Your goal: Count how many lines of the following entries contain the word "below", with capitalization counting, and reply with only that number.

--------------------

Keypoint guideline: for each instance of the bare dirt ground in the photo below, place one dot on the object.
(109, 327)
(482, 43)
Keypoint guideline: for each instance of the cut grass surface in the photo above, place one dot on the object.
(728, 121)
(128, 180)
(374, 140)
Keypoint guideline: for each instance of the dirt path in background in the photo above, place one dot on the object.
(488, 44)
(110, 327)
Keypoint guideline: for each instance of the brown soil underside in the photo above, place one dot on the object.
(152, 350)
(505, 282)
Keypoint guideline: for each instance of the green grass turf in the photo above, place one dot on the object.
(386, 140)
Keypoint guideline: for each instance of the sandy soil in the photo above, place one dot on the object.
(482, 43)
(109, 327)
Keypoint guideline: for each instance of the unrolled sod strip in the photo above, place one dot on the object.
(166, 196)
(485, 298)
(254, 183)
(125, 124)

--------------------

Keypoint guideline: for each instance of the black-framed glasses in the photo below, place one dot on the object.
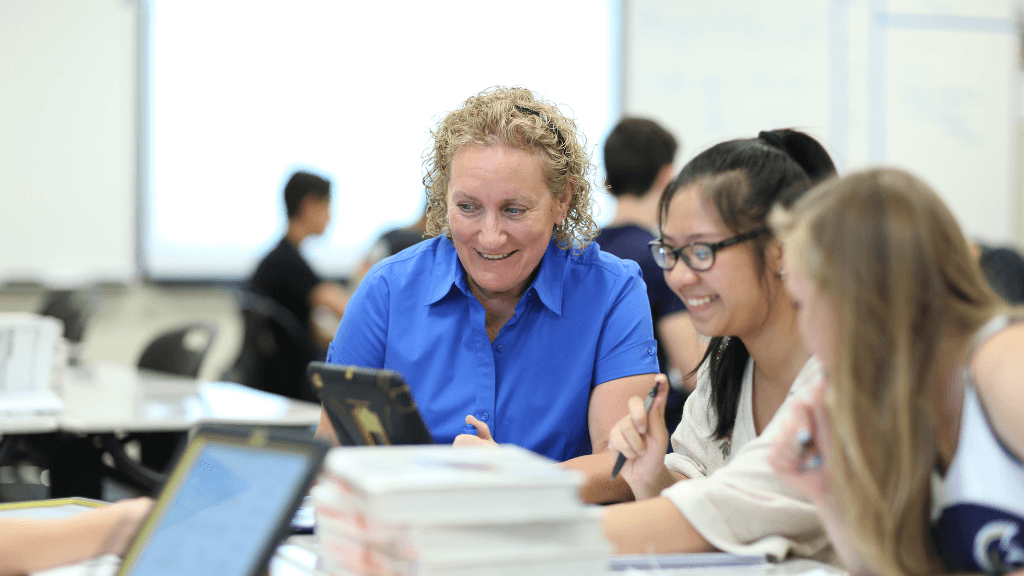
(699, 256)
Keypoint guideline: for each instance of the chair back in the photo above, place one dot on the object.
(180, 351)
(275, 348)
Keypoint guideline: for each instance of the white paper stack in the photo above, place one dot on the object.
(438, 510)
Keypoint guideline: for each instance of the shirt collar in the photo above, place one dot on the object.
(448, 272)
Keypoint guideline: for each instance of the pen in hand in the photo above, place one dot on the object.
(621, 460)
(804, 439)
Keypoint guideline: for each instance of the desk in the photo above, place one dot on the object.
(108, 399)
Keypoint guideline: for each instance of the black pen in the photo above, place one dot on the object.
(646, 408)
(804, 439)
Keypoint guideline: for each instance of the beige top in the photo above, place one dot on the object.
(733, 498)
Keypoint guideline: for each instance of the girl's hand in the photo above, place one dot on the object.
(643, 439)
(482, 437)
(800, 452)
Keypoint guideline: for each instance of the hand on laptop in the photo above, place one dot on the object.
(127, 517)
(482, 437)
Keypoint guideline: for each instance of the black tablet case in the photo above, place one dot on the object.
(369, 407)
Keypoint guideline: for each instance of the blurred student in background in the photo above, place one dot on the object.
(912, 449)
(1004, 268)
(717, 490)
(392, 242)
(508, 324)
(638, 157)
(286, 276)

--------------------

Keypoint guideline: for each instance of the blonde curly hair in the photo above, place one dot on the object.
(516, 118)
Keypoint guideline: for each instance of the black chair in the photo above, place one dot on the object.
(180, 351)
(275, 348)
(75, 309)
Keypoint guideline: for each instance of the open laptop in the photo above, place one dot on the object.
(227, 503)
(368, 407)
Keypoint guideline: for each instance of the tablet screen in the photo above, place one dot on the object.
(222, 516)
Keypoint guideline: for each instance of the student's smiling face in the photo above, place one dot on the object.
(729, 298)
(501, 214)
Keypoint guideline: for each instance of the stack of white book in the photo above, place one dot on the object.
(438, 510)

--------------------

Correct result: 2